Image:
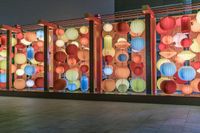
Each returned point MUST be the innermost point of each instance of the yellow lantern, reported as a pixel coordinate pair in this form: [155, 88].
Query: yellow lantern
[137, 26]
[20, 58]
[195, 47]
[186, 55]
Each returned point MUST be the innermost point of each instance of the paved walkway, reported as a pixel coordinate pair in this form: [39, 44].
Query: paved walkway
[27, 115]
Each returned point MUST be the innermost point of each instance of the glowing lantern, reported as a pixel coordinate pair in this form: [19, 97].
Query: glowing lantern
[168, 69]
[20, 72]
[39, 56]
[167, 23]
[107, 42]
[71, 75]
[186, 42]
[30, 70]
[19, 84]
[137, 43]
[195, 47]
[178, 37]
[2, 77]
[60, 32]
[20, 58]
[108, 85]
[72, 34]
[187, 73]
[83, 29]
[186, 55]
[168, 86]
[108, 70]
[122, 72]
[60, 56]
[59, 84]
[137, 26]
[122, 85]
[108, 52]
[30, 83]
[60, 43]
[107, 27]
[84, 83]
[167, 39]
[138, 85]
[160, 80]
[123, 28]
[187, 89]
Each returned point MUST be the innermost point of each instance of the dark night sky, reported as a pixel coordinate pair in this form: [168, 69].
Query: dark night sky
[29, 11]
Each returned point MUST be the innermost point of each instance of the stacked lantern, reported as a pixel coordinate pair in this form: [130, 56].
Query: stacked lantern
[72, 59]
[179, 54]
[123, 59]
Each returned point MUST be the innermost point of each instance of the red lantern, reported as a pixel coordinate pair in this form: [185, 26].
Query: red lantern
[168, 86]
[186, 42]
[72, 49]
[167, 23]
[39, 82]
[123, 28]
[60, 56]
[185, 24]
[39, 56]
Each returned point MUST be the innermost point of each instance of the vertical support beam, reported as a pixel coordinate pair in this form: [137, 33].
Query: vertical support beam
[91, 46]
[8, 60]
[46, 58]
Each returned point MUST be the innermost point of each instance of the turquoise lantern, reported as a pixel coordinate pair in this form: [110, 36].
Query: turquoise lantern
[168, 69]
[187, 73]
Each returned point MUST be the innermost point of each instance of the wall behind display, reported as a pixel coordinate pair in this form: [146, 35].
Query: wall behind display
[29, 11]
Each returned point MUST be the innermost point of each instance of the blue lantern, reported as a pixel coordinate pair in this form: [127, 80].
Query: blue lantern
[29, 70]
[2, 78]
[122, 57]
[71, 86]
[30, 53]
[137, 43]
[187, 73]
[84, 83]
[168, 69]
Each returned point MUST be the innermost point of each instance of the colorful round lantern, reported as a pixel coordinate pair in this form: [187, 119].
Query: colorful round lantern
[123, 28]
[72, 74]
[186, 42]
[108, 85]
[72, 33]
[30, 70]
[39, 56]
[84, 83]
[168, 23]
[187, 89]
[137, 43]
[30, 83]
[137, 26]
[107, 27]
[20, 58]
[122, 85]
[108, 70]
[138, 85]
[20, 72]
[161, 61]
[19, 84]
[168, 69]
[60, 43]
[39, 82]
[84, 30]
[186, 73]
[60, 56]
[168, 86]
[59, 84]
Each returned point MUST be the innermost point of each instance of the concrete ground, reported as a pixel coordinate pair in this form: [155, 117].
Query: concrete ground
[28, 115]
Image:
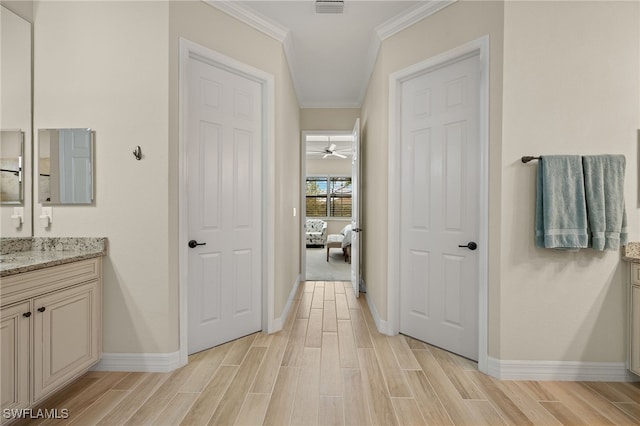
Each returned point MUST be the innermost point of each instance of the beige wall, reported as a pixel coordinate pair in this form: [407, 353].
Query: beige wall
[22, 8]
[566, 82]
[113, 66]
[570, 87]
[427, 38]
[104, 65]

Required action: Would you please retype the material above exactly and leave out each picture?

Solution for this exercise:
Image:
Each returned point MUST be the innermost point of each instance of the yellow lantern, reported as a pixel coordinate pair in this form: [155, 88].
Query: yellow lantern
[137, 26]
[20, 58]
[195, 47]
[186, 55]
Each returned point MUST be the innermost point of each instance of the paved walkway, reported as a pixel coordinate pair in this form: [39, 44].
Query: paved walkway
[27, 115]
Each returned point MUST be the innermost point of each instance of the glowing lantern, reported as a pixel coordinate pair in this form: [19, 97].
Query: glowing lantern
[168, 69]
[20, 72]
[39, 56]
[167, 23]
[107, 42]
[71, 75]
[186, 42]
[30, 70]
[19, 84]
[137, 43]
[195, 47]
[178, 37]
[2, 77]
[60, 32]
[20, 58]
[108, 85]
[72, 34]
[187, 73]
[83, 29]
[186, 55]
[168, 86]
[108, 70]
[122, 72]
[60, 56]
[59, 84]
[137, 26]
[122, 85]
[108, 52]
[30, 83]
[60, 43]
[107, 27]
[84, 83]
[167, 39]
[138, 85]
[160, 80]
[123, 28]
[187, 89]
Each returned point MUST be the innermost point of each instance of the dark night sky, reported as a pixel coordinate pair in this form: [168, 69].
Query: dark night sky
[29, 11]
Each returned point MUST be the innermost point of each instance of the stacked lantern, reported as a pixel coordinate pair in this form: [130, 56].
Query: stacked lantern
[72, 59]
[179, 54]
[123, 59]
Each returned point MUST be the innermost point of each instance of the red lantern, reported as a pixel coordinate pair in this form: [185, 26].
Query: red lantern
[168, 86]
[186, 42]
[72, 49]
[167, 23]
[39, 82]
[123, 28]
[60, 56]
[185, 24]
[39, 56]
Each returned point MUST be the innermost point of each instance of the vertical support beam, reported as a pixel coordinate pair in this form: [137, 33].
Query: vertical support beam
[91, 46]
[8, 60]
[46, 58]
Each returned point MUST be the innermost point of each instance of the turquoise lantern, reported as a pixel coordinate pair in this form: [110, 36].
Query: turquoise lantern
[168, 69]
[187, 73]
Each returned point MUST be the innermost point of each instance of the wall behind display, reported as a pixel coordinate pair in this form: [146, 35].
Query: wall behind display
[29, 11]
Each returned point MUST be the innermost point of each instance of the blue lantern, reported as a pixel coordinate pair in this form: [127, 80].
Query: blue lantern
[29, 70]
[2, 78]
[122, 57]
[71, 86]
[30, 53]
[137, 43]
[187, 73]
[84, 83]
[168, 69]
Each returned point MUST be the innermost point of each instance of the colorful round lantern, reported as a pixel coordinate pair in this form: [187, 119].
Query: colorful round lantern
[123, 28]
[72, 74]
[186, 42]
[108, 85]
[72, 33]
[30, 70]
[39, 56]
[84, 83]
[168, 23]
[187, 89]
[137, 43]
[30, 83]
[137, 26]
[107, 27]
[20, 58]
[122, 85]
[108, 70]
[138, 85]
[20, 72]
[161, 61]
[19, 84]
[168, 69]
[60, 43]
[39, 82]
[84, 30]
[186, 73]
[60, 56]
[168, 86]
[59, 84]
Each returned point MUST be the innermost point of each instance of the concrete ground, reported as a pixel coordinate pair in this form: [155, 117].
Query: concrete ground
[28, 115]
Image:
Each returned point MUST be the innermost point of each instance of the beige wall, reported as a pixel coordinate pair in this form: [407, 353].
Query: beige wall
[22, 8]
[566, 82]
[113, 66]
[570, 87]
[427, 38]
[104, 65]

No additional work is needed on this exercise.